#### Task instructions
Find the line that contains "Definition of the keypoint: for every instance of the suspension". Repeat that line and all lines following it, exactly, through the end of the listing below.

#### Extracted data
——————————

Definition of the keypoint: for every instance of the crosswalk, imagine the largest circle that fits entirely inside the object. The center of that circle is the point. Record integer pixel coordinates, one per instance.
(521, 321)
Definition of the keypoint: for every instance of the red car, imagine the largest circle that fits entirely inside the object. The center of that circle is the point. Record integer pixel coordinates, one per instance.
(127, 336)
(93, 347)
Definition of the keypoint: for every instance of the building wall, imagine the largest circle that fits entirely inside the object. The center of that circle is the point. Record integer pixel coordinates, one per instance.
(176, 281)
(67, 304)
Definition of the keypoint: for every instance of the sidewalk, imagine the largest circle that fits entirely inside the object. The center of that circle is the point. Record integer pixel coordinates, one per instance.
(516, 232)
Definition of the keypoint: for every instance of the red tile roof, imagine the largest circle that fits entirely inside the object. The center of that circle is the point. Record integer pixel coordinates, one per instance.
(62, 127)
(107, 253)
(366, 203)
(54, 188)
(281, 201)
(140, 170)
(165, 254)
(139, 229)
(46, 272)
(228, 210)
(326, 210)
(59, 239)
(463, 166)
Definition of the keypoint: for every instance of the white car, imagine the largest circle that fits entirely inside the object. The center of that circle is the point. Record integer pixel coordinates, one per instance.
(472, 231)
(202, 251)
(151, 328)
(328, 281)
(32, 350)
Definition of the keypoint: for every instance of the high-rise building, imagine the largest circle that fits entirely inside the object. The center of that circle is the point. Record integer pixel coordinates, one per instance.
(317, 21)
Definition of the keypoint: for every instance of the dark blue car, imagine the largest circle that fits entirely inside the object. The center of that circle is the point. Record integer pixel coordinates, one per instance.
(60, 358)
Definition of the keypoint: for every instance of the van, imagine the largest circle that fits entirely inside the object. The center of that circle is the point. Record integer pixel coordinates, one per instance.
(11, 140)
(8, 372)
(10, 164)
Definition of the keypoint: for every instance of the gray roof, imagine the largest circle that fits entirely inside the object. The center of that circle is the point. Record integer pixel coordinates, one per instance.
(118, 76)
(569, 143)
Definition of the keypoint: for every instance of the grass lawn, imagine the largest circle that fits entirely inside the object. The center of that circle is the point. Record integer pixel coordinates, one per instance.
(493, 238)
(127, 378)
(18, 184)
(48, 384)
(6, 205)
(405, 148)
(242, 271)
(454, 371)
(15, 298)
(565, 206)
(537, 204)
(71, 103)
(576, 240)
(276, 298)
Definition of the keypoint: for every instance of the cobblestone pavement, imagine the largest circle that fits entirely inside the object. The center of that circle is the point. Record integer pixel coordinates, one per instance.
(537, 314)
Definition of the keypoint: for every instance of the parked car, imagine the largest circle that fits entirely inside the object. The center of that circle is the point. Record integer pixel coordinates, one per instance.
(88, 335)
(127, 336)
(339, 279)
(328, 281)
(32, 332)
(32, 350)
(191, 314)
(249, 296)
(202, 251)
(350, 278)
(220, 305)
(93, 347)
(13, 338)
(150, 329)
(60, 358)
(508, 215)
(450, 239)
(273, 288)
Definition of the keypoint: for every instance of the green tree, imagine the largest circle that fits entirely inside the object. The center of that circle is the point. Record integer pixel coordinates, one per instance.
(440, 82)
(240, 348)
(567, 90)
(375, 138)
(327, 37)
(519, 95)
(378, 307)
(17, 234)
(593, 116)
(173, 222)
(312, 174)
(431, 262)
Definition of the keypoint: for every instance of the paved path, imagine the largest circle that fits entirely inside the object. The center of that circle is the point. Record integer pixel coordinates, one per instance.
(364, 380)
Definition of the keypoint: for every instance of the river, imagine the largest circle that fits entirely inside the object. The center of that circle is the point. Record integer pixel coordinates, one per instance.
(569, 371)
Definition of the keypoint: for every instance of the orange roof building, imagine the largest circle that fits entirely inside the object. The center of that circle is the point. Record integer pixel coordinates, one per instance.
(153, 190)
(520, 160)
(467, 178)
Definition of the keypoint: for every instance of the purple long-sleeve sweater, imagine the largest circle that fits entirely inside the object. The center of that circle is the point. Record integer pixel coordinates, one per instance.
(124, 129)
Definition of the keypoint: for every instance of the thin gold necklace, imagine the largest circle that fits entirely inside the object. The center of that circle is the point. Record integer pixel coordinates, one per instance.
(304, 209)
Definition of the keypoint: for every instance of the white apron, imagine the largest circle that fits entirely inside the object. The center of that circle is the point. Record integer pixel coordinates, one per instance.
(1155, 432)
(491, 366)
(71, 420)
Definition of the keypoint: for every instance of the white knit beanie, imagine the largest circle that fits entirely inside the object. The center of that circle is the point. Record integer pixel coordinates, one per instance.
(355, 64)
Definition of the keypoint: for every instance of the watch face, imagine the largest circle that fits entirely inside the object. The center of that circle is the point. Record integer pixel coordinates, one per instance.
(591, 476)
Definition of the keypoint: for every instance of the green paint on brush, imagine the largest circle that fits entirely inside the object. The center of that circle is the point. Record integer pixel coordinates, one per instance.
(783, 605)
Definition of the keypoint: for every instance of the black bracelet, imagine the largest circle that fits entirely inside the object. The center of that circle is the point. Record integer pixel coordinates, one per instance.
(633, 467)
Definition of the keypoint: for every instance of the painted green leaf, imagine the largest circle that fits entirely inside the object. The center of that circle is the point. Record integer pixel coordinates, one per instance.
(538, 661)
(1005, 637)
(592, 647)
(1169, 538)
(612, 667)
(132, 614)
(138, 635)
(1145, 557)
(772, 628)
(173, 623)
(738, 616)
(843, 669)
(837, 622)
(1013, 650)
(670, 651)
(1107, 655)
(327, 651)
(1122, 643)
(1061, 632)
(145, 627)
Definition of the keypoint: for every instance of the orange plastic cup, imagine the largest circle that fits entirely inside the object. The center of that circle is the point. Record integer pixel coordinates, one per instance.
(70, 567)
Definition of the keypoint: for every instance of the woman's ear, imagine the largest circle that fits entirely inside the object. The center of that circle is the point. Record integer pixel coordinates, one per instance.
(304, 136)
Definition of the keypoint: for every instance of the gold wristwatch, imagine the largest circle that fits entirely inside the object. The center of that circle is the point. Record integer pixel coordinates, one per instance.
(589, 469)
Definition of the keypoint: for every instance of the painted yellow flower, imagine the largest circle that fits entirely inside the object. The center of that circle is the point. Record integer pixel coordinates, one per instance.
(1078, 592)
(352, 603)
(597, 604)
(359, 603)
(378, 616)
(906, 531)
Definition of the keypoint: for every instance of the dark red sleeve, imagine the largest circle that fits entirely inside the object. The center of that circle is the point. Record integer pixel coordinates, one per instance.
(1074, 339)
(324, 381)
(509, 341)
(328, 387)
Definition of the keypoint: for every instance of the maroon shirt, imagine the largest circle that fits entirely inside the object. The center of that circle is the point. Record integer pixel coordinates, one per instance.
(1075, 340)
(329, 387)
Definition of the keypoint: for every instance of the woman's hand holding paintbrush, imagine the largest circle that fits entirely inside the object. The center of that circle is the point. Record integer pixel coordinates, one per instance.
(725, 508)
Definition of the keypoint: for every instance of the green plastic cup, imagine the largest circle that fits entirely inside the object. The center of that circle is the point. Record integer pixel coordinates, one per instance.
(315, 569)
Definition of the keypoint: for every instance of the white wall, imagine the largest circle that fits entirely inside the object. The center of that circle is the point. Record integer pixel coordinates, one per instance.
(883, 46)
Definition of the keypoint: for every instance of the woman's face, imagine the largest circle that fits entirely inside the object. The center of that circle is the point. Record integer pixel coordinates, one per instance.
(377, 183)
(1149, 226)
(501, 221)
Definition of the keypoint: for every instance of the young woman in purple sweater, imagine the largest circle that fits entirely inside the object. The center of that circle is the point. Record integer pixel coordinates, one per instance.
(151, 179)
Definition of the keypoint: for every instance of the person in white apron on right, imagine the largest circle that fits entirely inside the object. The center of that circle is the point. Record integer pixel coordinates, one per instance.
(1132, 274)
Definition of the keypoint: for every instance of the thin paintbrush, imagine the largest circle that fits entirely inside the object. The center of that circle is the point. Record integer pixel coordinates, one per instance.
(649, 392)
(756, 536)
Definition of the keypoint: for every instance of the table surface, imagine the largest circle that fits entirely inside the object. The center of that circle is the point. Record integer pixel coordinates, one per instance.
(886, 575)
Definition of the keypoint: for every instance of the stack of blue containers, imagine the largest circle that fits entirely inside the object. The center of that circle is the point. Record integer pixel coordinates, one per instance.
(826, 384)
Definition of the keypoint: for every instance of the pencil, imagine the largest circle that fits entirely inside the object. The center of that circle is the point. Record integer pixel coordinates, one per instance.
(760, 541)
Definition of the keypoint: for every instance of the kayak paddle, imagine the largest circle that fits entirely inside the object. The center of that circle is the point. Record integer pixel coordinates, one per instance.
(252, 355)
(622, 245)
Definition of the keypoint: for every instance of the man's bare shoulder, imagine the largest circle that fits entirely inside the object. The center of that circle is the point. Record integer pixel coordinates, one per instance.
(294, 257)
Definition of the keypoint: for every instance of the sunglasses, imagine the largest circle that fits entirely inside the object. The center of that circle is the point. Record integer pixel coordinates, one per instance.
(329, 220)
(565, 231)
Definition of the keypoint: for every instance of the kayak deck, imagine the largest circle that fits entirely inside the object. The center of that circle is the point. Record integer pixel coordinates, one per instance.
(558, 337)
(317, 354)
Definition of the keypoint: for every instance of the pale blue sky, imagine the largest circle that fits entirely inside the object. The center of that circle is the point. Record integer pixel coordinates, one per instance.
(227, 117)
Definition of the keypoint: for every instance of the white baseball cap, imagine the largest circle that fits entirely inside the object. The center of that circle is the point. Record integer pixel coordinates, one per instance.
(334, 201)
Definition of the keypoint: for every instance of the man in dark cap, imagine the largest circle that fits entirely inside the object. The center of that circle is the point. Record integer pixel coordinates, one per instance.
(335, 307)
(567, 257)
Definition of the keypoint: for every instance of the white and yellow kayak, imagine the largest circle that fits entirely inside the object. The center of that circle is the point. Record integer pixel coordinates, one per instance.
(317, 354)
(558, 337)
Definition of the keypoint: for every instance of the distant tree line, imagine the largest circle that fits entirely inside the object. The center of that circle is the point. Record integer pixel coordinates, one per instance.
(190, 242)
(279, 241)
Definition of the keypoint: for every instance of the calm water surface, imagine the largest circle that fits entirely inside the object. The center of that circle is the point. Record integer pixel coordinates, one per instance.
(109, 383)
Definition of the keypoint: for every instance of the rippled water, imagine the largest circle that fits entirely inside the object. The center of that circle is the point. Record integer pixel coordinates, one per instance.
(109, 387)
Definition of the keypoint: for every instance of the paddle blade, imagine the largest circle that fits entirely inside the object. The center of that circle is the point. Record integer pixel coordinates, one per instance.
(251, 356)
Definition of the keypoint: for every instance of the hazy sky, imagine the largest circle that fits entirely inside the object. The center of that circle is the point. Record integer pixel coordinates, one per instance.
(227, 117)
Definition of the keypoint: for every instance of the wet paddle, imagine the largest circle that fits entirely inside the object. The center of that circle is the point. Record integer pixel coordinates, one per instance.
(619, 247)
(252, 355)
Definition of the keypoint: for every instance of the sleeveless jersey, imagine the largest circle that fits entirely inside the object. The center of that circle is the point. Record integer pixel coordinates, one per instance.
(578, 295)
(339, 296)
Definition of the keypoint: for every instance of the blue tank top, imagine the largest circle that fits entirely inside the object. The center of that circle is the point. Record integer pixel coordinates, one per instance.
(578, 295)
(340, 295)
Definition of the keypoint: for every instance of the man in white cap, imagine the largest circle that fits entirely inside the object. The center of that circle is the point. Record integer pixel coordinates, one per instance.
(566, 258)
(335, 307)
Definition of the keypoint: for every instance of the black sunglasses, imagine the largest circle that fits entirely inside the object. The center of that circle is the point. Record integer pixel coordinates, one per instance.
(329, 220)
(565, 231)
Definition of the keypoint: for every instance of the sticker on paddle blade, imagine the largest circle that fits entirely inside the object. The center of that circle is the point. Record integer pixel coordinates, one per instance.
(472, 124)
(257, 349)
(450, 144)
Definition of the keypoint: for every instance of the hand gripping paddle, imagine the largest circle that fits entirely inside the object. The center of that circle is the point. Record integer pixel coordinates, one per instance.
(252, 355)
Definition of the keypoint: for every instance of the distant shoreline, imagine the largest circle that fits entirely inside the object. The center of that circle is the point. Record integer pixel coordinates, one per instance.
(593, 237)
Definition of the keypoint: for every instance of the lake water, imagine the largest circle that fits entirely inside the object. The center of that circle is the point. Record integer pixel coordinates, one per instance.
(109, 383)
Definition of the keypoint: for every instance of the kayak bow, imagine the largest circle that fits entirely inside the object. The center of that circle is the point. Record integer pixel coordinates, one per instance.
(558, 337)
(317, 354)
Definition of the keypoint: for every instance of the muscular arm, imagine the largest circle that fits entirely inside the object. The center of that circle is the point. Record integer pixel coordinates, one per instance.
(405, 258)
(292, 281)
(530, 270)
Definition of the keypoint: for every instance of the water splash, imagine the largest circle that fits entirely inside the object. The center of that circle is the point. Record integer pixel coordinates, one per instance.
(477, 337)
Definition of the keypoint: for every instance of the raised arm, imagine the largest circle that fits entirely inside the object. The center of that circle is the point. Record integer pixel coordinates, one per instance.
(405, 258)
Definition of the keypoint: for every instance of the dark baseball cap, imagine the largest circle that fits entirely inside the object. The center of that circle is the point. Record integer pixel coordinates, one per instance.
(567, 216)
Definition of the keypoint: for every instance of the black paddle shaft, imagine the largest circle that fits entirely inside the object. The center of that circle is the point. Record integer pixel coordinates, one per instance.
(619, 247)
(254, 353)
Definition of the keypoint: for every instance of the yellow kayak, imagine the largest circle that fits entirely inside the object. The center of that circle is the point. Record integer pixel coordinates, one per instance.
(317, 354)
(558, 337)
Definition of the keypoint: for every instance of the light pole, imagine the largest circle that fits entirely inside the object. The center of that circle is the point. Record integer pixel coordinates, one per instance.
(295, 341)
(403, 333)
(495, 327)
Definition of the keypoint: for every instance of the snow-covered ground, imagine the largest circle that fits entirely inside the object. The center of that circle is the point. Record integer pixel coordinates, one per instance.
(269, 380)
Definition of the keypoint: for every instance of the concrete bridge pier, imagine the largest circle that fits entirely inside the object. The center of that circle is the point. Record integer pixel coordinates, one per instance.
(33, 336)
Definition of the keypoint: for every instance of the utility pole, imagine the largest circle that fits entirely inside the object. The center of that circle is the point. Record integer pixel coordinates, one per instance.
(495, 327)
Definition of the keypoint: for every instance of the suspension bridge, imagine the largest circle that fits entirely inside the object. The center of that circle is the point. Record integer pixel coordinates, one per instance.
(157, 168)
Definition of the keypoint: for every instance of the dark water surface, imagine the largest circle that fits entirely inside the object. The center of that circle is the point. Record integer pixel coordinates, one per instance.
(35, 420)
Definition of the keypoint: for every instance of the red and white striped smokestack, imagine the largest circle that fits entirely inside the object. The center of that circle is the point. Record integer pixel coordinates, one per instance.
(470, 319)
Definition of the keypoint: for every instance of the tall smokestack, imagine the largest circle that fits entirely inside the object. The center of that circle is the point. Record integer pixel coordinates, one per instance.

——————————

#### Written answer
Definition of the keypoint: for every instance of the suspension bridge, imagine the largest circle that fits entirely inside the object. The center of that circle is the point. Record integer pixel coordinates, one per instance.
(157, 168)
Definition of the keypoint: for every instance of the dark water surface, imagine the largest circle that fits entirely inside the object. The center of that circle is the point. Record integer pixel coordinates, one per instance.
(35, 420)
Definition of the keypoint: for every instance of the red and white striped smokestack, imagine the largest circle that fits entirely inside the object. The center of that circle is the point. Record integer pixel coordinates, one per instance.
(470, 319)
Definition of the keypoint: for every instance of the tall smokestack, imagine the largest circle that fits entirely inside the object. The center of that circle is the point. Record integer pixel coordinates, one per instance.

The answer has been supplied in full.